- _Work instructions_: Begin at the line that has "Target: white shirt" and stop at the end of the records. Reproduce that stretch with "denim shorts" changed to "jean shorts", keeping everything else the same.

^^^^

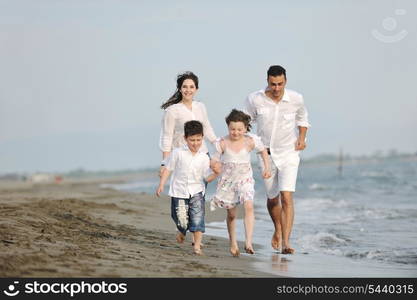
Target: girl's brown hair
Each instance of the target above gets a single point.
(239, 116)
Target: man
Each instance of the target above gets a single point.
(278, 113)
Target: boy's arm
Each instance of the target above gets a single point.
(164, 176)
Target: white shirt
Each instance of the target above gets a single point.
(189, 172)
(172, 129)
(277, 123)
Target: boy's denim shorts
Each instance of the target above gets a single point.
(188, 214)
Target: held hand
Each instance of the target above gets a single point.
(216, 167)
(160, 170)
(300, 144)
(159, 190)
(266, 174)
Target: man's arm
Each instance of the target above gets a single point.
(301, 141)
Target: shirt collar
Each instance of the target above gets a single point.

^^^^

- _Response to the exercise_:
Target: white shirt
Each instance of the target above gets a single point.
(189, 172)
(172, 129)
(277, 123)
Target: boy's jean shorts
Each instance of the target above gets a single point.
(188, 214)
Target: held hand
Each instance of the target above gets a single point.
(216, 167)
(160, 170)
(300, 144)
(159, 190)
(266, 174)
Target: man's arm
Each instance of the target above gets a single point.
(301, 141)
Target: shirt collar
Each instance of the target above gets a single point.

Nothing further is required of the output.